> _GIVEN REQUEST_
Rewrite every entry below, putting "Place a single marker" wherever "Drop one marker" appears and changing nothing else. Leave the pictures out.
[Begin ENTRIES SUPPLIED]
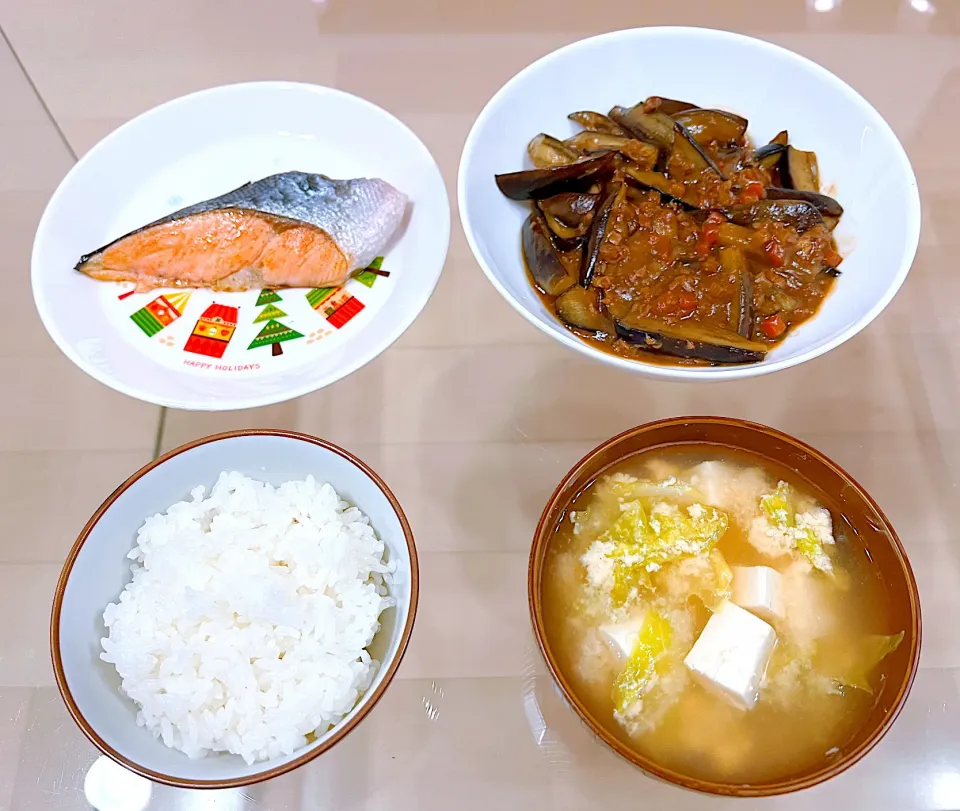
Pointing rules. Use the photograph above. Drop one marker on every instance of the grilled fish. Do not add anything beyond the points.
(289, 230)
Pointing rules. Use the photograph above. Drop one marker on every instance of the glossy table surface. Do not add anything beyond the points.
(469, 416)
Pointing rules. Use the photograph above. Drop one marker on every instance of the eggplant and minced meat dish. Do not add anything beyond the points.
(660, 228)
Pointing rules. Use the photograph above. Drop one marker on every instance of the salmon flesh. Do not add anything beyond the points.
(288, 230)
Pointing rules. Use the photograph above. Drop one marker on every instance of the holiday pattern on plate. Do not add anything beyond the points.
(239, 328)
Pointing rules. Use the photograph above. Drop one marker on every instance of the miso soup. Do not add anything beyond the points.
(710, 610)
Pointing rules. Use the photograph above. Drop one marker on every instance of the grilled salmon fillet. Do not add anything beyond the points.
(288, 230)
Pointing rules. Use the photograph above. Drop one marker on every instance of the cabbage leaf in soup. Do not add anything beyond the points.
(646, 533)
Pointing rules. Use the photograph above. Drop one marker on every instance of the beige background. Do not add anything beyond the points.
(471, 722)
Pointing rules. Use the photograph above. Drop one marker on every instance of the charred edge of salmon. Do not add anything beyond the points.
(290, 222)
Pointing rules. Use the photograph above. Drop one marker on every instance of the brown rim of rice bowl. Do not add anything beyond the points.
(341, 730)
(673, 432)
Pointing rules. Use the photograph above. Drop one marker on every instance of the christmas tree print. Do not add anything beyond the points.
(267, 297)
(269, 312)
(273, 333)
(160, 313)
(367, 277)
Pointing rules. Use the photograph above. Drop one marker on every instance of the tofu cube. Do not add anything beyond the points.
(623, 636)
(759, 590)
(731, 655)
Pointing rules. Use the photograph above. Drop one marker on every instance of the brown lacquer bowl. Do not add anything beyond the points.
(866, 524)
(97, 569)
[End ENTRIES SUPPLIED]
> _ANSWER TO THIS EXERCISE_
Pointing rules. Use the photograph above. Place a single marker on every instance of the grilled fish. Do not add anything beyond the points.
(289, 230)
Pointing rules. Use the photograph above. Place a single marker on every instance of the glossy table surface. Do not add anything beyond the points.
(469, 416)
Pointing rules. Use the photograph above. Place a single marker on every instance of the eggplant and minced meat dish. Do not add anything beyond the points.
(660, 228)
Pointing rules. Use the photograph above. Place a single marker on every instance of the salmon flesh. Do not add anything beyond the points.
(288, 230)
Pointing rules. Use the photograph above. Place a single marker on every instance of the holiday pattern on plate. Do not add anything beyond the points.
(239, 328)
Pointing rules. Use the photograph above. Place a single marker on every instance of the miso soup. Do not add anything beyond the points.
(710, 610)
Pointing rules. Use the photograph above. Place a single marker on every instance of the grilled salmon fillet. Do not add anything beyond the points.
(288, 230)
Pointing rules. Use the photograph above. Place a single marker on every instance of the cabbage leaf in soup. Do not add anything beyond the points.
(646, 533)
Pointing rules. Use the photograph above. Place a single marker on every instance of the beige background. Do not add anything beyond the points.
(471, 722)
Pointing rules. Use the photograph above. Place a single marker on every instance of the charred edge of salmon. Do not add anything beyond the points.
(290, 222)
Pointing rules. Use the photograph above. Place a single marker on every instance of the brown rim of rice bowl. Do not add anything beyond the points.
(341, 730)
(673, 432)
Pointing rules. Use the photograph above. Place a single marker on every instance of the christmas tree print. Do not add anything beyond the points.
(267, 297)
(269, 312)
(273, 333)
(160, 313)
(367, 277)
Pointing rules. Use the photograph above. Place a single marker on every instance of the tofu cube. Do not add anything beyond the points.
(623, 636)
(759, 590)
(731, 655)
Pointing rules. Use the photograph above. Place a single marker on every instance of the brown lacquer bowl. Do not add anything beyond the points.
(866, 524)
(97, 569)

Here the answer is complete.